• [Çalışma yönergesi]: Garrosh ile Cairne arasındaki mak'gora anlaşmasını anlatan metni, son cümlesinden sonrasını yazarak sürdürün.
===== Seçilen pasaj
Garrosh’un vücuduna yapılan dövmeler henüz yeni bitmişti ki oldukça öfkeli olan Cairne karşısında dikildi. Cairne, Savaşşefi’nin olan bitenin arkasında olduğunu iddia etse de Garrosh bunu reddetti; ancak ikili arasındaki gerginlik artık saklanamaz boyutlara ulaşmıştı. Cairne, Garrosh’un Orda’yı hakkıyla yönetemeyeceğini söyleyerek geleceklerinin sıhhati için tahtından indirilmesi gerektiğini dile getirdi ve onu kadim ork geleneği olan mak’gora’ya davet etti. Ölümüne yapacakları bu dövüş için zırh giymeyecekleri ve yalnızca şamanlar tarafından kutsanacak silahlar kullanacakları konusunda anlaştılar.
==========
===== Kayıtlı bilgiler
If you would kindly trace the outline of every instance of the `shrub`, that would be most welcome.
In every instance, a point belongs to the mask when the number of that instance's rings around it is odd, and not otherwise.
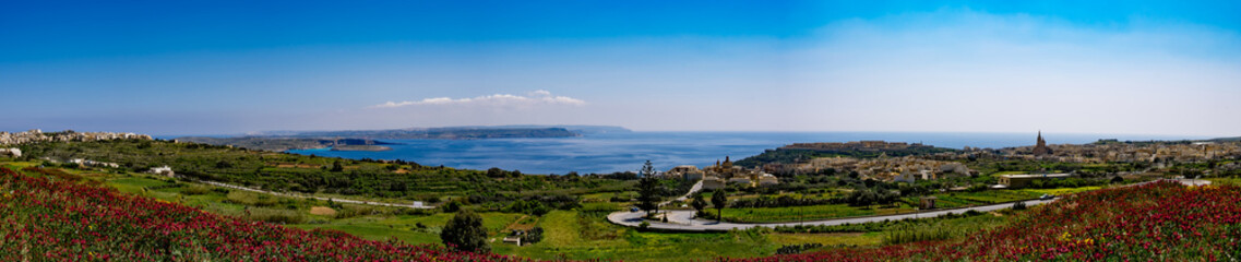
[[[458,251],[486,253],[491,252],[491,246],[486,243],[486,228],[483,227],[483,217],[469,210],[462,210],[444,225],[439,232],[439,238],[444,246]]]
==========
• [Alıştırmanın cevabı]:
Garrosh’un silahı olan Gorehowl’ı kutsamak isteyen şaman Magatha Grimtotem’den başkası değildi. Orkun haberi olmadan silahın keskin tarafını ölümcül bir zehre bulayan Magatha, böylece çarpışma sırasında üstünlük sağlamış olan Cairne’in Garrosh’tan aldığı ilk darbeyle ölmesine yol açtı. Thunderbluff’ı ele geçiren Magatha her ne kadar Garrosh’tan yardım istediyse de Savaşşefi onu açık bir nefretle reddetti; zira Eitrigg ile yaptıkları araştırma sonucunda Gorehowl’ın zehirle kaplandığını anlamıştı. Druidlerin ölümüyle hiçbir alakası olmaması yetmiyormuş gibi üstüne üstlük taurenlerin liderini korkakça ve aşağılıkça bulduğu zehirleme yoluyla öldürdüğünü anlayan Garrosh için bu, iplerin kopma noktasına geldiği anın başlangıcıydı.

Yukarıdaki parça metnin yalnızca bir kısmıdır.